REQUIRED ACTION —
All records below are to be duplicated exactly, with every picture excluded.

Extracted records
- - - - -
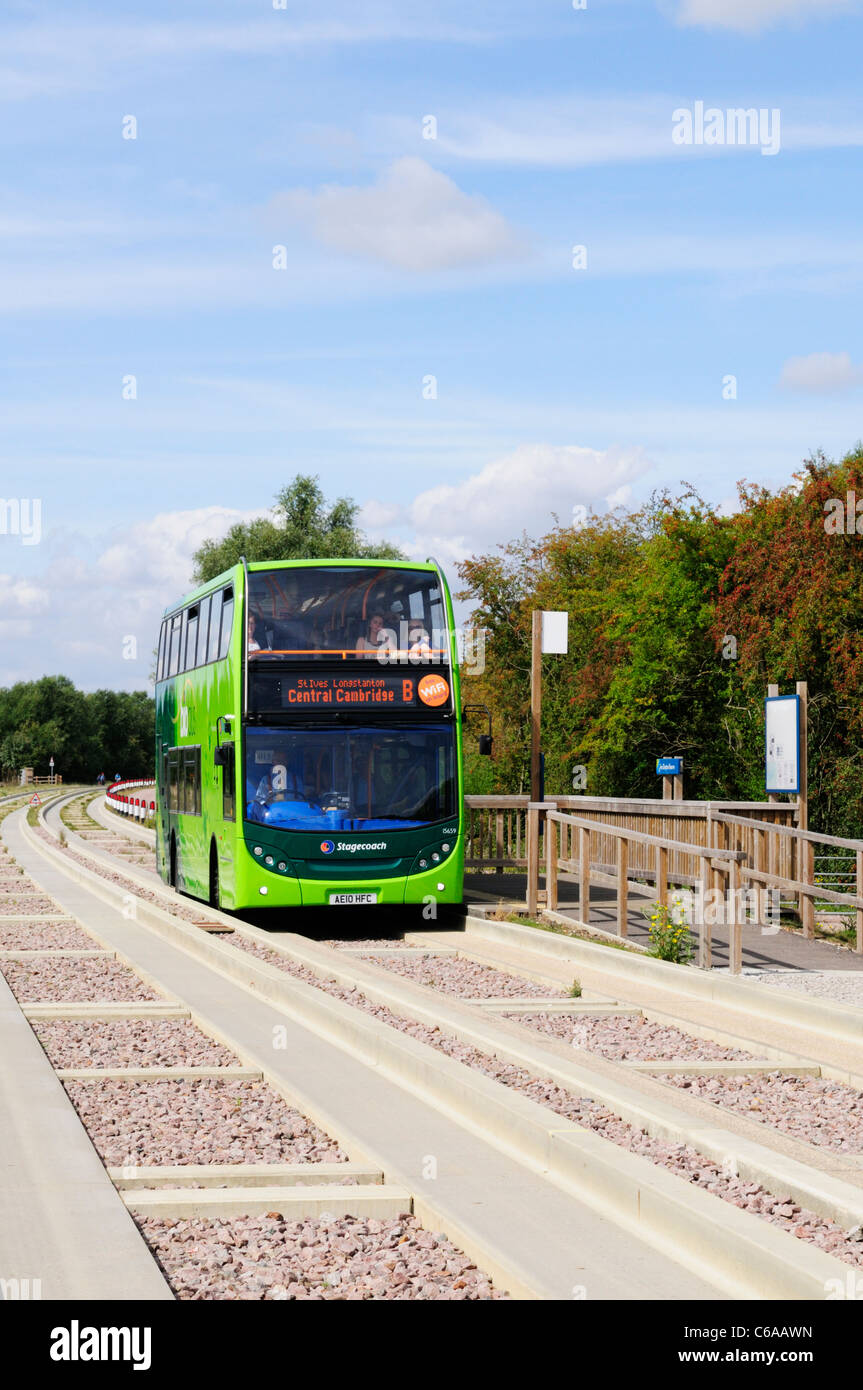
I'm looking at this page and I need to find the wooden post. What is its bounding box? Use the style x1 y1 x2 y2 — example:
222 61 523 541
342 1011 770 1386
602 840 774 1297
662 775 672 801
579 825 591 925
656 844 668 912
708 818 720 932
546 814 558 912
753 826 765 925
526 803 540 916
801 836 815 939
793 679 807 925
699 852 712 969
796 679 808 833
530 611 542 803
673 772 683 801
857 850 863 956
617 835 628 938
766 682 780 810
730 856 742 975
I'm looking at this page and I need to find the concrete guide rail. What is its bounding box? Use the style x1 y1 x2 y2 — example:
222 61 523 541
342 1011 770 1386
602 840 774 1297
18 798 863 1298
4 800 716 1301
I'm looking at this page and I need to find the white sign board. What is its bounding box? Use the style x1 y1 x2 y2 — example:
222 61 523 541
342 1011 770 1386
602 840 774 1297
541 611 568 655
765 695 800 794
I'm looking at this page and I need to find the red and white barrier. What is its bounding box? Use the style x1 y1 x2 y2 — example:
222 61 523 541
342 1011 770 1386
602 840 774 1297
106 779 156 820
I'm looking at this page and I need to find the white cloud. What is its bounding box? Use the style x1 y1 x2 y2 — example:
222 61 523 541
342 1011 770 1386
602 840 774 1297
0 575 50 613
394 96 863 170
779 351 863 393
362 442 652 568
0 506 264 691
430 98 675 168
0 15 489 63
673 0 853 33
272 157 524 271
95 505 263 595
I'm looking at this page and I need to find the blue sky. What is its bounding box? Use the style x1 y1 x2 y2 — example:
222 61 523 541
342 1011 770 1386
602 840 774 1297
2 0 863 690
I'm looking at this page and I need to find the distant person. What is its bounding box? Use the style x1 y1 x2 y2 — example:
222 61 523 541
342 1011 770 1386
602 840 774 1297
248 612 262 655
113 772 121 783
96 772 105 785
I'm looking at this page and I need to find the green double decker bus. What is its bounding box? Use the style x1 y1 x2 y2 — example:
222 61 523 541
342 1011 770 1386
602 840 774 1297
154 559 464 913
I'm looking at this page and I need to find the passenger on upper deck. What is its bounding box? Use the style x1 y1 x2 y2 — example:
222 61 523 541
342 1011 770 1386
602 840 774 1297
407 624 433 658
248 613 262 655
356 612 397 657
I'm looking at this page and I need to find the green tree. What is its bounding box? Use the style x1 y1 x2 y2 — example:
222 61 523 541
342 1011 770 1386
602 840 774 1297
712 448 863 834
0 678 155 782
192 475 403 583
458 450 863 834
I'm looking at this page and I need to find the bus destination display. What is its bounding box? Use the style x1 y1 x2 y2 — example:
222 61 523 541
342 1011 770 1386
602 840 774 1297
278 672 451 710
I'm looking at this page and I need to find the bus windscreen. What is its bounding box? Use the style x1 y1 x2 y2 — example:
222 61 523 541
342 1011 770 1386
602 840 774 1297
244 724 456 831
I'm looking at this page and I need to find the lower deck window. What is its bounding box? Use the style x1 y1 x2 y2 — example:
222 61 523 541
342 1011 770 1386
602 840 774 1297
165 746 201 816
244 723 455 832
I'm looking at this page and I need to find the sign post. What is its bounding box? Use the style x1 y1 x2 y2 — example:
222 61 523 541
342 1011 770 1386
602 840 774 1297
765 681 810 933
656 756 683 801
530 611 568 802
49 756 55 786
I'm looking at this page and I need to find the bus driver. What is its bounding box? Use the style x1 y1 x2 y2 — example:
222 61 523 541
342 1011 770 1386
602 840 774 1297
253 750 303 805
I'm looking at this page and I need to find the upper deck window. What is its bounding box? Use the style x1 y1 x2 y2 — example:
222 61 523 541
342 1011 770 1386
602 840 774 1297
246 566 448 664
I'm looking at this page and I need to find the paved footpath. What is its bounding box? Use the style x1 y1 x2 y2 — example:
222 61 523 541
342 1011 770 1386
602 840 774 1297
- - - - -
OUTPUT OF THE TASK —
I'm looking at this page and I need to find the wooden post. What is its bounding box? Use the style x1 y1 x2 y2 — example:
222 61 523 541
342 1011 770 1386
602 840 774 1297
662 775 672 801
579 825 591 925
656 844 668 912
708 818 720 932
546 814 558 912
753 826 765 925
526 803 540 916
801 836 815 939
793 679 807 925
699 852 712 969
796 679 808 833
530 611 542 803
673 772 683 801
857 850 863 956
617 835 628 938
766 682 780 810
730 856 742 975
I'm looking at this page and I need to find the concrete guide rail. What is its bounding box? Use the style x1 y1 x2 y2 — example:
222 61 523 541
342 1011 770 1386
602 840 774 1297
18 798 863 1298
4 800 716 1301
I'm looking at this page and I need to find the white sign board. What is its bounding box? Use the style x1 y1 x2 y2 — example:
222 61 523 541
342 1011 770 1386
602 840 774 1297
541 611 568 655
765 695 800 794
I'm looking at this page and I need to find the red and white barrier. What is its bounding box? Use the style x1 y1 x2 y2 — example:
222 61 523 541
342 1011 770 1386
602 840 774 1297
106 779 156 820
I'm looking at this page and I need to find the white cloud. What is its bounding box? Use the style x1 y1 x2 y2 — example:
222 61 523 541
342 1011 770 1386
602 840 774 1297
0 575 50 613
394 96 863 170
779 351 863 393
362 442 652 568
0 506 264 691
430 98 675 168
0 15 489 63
673 0 853 33
272 157 524 271
95 505 263 595
I'm looking at this page and I need to find the blue sky. What is its bounding box? Use the style x1 y1 x2 y2 — example:
222 61 523 541
342 1011 770 1386
602 840 774 1297
2 0 863 690
I'm looking at this page and I need to find the distant person. What is its bounding box? Use the style x1 y1 x2 y2 — example:
222 61 523 541
342 1011 770 1386
602 840 774 1297
248 612 262 655
113 772 121 783
96 772 105 785
I'm looking at this page and I need to find the green double decker bus. What is its bounding box? Use the style x1 y1 x2 y2 — example:
222 61 523 541
342 1011 770 1386
602 840 774 1297
154 559 464 913
I'm looking at this page and I need to find the passenger on upper deck. What is its bounding box? Use the style x1 y1 x2 y2 — example:
222 61 523 541
342 1011 770 1386
602 840 774 1297
407 624 433 658
248 613 262 655
356 612 397 657
I'm looking at this page and I need to find the green tree. What is its bounding box? Use the style x1 y1 x2 y2 — example:
222 61 523 541
342 1011 770 1386
602 840 774 1297
712 448 863 834
0 678 155 782
192 475 403 583
458 450 863 834
I'm looking at this page and I need to find the bus destination display. What is its bounding box? Use the style x1 y1 x2 y2 — example:
222 61 523 541
342 1011 770 1386
602 840 774 1297
278 672 451 710
I'm looking at this page and I need to find the bus windscreen. What is its bounding box? Use the style x1 y1 x2 y2 — example:
222 61 523 541
342 1011 770 1386
602 840 774 1297
244 724 456 831
I'm looking at this page and I need to find the lower deck window. What is its bounding box? Use the style x1 y1 x2 y2 — example:
222 61 523 541
342 1011 770 1386
602 840 774 1297
165 746 201 816
244 723 455 832
I'm looking at this page and I need to find the sign post. What is its bounding box? Use the style x1 y1 x2 y2 — example:
222 61 523 541
342 1011 770 1386
602 840 774 1297
765 681 810 933
656 756 683 801
530 611 568 802
49 756 55 786
I'm looking at this page and I need to find the bus driver. What is its bounding box? Use the style x1 y1 x2 y2 — example:
222 61 523 541
342 1011 770 1386
602 840 774 1297
253 750 303 805
I'm looking at this page and I need to find the upper deck window. What is its bounding box? Use the style x1 y1 x2 y2 — example:
222 61 523 541
342 1011 770 1386
602 840 774 1297
246 566 448 664
I'm looking at this page and I need to find the paved footpath. What is its bounding box? Use the style x1 y1 x2 y2 — example:
222 61 523 541
342 1011 770 1386
602 840 774 1297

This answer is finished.